> _Set exercise_: Count the lines in the records below that contain the word "safety". Give only the number.

> _Data section_:
┌────────
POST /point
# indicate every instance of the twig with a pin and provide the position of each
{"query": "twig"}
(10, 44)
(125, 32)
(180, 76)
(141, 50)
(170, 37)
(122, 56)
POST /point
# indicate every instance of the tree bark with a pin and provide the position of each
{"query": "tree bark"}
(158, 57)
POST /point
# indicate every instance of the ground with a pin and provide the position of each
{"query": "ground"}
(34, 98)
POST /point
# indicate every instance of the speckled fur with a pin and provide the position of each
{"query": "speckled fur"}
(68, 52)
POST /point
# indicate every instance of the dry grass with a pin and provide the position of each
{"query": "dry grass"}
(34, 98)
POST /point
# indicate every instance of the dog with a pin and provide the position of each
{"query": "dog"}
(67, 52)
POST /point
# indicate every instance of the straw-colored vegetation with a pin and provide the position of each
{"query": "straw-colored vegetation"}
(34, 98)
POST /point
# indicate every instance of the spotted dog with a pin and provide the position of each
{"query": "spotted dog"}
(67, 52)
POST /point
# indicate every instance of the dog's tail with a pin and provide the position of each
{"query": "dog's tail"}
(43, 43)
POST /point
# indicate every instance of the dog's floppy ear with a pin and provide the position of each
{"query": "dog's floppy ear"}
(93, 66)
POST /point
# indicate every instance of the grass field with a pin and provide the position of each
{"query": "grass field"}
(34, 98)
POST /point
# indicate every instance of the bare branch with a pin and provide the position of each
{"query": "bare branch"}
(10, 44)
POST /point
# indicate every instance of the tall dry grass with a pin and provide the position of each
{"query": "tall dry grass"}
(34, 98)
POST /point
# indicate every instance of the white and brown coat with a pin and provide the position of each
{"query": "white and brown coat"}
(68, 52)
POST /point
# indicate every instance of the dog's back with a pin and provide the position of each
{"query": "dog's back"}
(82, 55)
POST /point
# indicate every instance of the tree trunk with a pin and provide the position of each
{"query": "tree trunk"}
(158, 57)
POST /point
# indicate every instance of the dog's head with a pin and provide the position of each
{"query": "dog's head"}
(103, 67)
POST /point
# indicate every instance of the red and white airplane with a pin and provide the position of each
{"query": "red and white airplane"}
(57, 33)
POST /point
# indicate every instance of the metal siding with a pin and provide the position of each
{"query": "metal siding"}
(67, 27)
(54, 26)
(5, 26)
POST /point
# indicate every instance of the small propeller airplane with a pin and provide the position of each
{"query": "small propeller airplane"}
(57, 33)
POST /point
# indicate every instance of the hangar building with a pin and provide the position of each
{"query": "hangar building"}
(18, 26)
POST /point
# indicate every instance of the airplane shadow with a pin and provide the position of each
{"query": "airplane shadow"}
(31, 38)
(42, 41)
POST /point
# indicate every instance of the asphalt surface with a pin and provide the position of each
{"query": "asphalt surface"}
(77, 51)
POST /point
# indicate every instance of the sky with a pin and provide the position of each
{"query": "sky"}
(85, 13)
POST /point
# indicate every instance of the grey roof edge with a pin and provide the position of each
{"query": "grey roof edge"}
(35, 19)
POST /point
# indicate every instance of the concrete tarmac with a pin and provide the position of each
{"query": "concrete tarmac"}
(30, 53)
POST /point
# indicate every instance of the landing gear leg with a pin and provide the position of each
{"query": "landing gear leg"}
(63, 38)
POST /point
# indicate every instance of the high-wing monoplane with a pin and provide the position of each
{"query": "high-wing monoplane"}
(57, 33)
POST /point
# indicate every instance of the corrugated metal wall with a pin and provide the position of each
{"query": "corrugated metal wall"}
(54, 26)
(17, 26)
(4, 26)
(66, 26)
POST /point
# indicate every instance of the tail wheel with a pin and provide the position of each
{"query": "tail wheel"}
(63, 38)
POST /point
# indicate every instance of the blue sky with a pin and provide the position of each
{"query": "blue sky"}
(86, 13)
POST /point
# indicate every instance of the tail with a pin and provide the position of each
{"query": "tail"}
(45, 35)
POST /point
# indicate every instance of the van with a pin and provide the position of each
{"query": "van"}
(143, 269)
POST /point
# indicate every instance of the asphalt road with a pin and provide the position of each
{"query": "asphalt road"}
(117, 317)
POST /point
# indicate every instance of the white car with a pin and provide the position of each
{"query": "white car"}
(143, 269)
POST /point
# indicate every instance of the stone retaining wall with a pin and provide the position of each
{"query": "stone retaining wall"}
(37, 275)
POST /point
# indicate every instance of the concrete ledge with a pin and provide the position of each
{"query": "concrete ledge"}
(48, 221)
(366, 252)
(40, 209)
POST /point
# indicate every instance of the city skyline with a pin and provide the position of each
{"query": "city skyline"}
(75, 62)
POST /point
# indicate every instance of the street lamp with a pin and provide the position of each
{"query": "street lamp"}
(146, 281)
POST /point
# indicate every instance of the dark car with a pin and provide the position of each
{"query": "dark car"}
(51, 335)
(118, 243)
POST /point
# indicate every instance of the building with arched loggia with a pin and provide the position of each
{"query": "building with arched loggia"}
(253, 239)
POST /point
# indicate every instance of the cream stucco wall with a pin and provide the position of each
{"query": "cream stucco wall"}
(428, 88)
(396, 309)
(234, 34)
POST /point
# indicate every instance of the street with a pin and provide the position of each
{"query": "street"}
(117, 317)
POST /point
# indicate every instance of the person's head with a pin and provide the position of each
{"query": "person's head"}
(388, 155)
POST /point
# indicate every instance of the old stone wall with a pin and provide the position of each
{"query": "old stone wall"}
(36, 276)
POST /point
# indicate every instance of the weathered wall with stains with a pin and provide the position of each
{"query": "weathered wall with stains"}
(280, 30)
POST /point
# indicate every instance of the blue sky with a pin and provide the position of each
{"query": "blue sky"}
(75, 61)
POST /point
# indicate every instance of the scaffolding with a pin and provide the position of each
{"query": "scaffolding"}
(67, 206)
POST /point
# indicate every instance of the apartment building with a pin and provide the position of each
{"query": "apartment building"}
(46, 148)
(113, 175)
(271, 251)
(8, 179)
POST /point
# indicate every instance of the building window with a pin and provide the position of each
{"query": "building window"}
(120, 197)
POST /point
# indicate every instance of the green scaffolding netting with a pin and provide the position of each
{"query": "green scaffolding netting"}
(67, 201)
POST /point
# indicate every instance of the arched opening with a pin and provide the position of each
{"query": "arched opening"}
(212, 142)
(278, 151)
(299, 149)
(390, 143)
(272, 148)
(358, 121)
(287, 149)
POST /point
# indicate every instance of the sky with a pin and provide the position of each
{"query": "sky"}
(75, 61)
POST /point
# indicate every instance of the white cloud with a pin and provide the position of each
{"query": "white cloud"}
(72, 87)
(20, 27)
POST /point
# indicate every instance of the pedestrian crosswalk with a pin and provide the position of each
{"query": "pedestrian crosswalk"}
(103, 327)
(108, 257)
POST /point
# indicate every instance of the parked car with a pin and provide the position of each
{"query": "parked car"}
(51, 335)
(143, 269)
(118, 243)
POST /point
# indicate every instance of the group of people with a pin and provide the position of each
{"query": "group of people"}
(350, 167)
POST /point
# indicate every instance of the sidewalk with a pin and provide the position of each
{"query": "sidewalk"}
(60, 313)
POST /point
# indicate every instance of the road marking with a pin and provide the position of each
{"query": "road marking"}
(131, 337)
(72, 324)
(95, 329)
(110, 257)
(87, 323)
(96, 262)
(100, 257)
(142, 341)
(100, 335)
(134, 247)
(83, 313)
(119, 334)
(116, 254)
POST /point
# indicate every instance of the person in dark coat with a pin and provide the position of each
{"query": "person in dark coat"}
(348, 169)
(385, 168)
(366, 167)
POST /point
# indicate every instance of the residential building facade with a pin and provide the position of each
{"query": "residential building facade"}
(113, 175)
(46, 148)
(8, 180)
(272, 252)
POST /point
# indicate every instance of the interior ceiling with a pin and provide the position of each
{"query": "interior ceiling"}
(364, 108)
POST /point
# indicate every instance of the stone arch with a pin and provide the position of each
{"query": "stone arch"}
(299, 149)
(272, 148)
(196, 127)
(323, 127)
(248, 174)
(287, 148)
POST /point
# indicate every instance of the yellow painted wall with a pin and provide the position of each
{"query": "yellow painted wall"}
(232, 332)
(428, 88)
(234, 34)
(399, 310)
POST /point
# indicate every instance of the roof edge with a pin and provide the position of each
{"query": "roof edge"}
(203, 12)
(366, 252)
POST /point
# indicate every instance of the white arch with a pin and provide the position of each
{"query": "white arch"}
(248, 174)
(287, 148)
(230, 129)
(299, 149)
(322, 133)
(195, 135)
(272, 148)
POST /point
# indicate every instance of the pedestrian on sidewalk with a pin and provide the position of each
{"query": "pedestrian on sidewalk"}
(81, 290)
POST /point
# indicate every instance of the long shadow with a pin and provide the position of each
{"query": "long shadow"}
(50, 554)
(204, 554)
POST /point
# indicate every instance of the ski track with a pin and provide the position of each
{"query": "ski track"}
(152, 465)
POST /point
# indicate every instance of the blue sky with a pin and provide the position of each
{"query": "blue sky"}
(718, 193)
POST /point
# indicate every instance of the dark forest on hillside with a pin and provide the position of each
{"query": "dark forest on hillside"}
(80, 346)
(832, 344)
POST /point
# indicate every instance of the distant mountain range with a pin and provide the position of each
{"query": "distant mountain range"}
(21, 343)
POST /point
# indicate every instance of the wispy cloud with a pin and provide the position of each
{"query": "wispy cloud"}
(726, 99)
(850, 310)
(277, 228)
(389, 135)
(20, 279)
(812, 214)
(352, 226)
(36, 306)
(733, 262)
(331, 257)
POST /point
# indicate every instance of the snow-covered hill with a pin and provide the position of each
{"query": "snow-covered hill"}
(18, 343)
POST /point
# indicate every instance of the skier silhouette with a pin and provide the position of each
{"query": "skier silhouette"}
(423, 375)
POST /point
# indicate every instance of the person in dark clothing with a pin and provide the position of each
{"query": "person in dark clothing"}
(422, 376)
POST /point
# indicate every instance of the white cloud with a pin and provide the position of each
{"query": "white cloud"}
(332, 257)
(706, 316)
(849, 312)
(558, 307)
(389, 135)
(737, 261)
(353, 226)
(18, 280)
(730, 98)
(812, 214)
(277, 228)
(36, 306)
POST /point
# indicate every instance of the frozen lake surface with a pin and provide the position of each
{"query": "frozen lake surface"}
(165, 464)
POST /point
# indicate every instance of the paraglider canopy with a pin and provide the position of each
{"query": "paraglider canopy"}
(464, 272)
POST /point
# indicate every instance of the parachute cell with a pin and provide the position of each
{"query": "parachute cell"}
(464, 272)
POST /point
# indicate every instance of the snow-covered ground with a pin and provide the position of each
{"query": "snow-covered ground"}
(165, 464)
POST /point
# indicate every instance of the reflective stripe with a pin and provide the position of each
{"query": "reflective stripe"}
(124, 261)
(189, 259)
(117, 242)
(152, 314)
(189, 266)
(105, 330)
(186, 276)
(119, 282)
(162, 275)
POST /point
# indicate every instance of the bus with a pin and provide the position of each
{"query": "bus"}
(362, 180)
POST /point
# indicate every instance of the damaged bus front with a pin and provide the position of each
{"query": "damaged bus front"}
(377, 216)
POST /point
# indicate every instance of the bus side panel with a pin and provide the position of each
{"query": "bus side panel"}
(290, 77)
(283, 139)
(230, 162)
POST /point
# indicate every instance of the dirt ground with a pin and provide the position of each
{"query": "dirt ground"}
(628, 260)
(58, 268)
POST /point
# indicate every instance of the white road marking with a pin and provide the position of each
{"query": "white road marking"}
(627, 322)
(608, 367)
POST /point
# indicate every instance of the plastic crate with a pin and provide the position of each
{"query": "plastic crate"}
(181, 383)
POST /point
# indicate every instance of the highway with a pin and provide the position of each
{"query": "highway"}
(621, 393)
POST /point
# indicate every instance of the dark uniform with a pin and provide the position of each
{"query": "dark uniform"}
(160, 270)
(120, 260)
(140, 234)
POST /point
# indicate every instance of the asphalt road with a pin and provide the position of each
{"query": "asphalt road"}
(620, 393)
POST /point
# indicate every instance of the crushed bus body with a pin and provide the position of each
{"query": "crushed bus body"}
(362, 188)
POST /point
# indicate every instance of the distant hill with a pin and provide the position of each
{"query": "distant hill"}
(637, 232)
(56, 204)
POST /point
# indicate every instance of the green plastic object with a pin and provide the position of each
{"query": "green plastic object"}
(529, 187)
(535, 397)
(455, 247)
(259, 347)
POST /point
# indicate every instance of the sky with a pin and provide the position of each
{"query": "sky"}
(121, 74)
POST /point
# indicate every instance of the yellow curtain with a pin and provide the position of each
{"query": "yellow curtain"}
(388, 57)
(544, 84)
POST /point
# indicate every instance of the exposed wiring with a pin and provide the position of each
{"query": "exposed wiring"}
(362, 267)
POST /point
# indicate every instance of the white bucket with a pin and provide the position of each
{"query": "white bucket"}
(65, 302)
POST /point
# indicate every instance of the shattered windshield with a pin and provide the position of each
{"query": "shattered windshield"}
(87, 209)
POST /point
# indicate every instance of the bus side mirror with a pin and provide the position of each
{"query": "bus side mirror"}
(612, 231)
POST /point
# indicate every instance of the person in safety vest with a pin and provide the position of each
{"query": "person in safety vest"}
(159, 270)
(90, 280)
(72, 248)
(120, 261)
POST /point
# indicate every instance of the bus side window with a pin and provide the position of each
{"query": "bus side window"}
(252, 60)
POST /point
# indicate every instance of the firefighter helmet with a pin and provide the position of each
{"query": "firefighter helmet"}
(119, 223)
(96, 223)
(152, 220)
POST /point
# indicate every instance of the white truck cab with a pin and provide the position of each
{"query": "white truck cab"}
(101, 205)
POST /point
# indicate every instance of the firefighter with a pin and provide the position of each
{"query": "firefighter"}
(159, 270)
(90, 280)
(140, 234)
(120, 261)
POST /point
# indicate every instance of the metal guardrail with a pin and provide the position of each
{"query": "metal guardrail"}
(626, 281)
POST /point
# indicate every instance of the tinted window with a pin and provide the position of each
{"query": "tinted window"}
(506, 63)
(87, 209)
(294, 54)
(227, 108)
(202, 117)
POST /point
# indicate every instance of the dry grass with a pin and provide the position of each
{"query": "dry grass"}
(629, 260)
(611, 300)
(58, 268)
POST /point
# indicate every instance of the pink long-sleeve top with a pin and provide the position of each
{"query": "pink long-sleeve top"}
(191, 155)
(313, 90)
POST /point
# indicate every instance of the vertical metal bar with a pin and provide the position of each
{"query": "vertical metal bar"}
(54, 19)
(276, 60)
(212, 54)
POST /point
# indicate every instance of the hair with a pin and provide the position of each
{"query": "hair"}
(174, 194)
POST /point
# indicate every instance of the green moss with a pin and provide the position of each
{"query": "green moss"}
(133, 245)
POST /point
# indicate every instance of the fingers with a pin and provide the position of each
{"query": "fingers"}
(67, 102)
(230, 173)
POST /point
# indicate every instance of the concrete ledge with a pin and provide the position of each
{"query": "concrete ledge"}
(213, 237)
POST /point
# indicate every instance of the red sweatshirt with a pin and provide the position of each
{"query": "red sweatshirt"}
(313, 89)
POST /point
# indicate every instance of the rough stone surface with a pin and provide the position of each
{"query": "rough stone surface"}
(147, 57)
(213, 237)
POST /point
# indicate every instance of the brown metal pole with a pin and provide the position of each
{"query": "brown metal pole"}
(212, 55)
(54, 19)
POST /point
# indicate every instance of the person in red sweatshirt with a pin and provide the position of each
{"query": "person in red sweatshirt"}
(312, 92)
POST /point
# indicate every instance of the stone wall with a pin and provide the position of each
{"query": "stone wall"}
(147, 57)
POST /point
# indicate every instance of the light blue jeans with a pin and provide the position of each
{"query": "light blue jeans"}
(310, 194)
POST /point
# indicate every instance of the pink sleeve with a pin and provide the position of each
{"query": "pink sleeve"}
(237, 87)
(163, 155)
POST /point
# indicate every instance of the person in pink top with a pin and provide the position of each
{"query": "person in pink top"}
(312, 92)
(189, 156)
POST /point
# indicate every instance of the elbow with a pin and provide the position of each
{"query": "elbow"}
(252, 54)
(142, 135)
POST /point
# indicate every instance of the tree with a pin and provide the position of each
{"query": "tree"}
└────────
> _Reply_: 2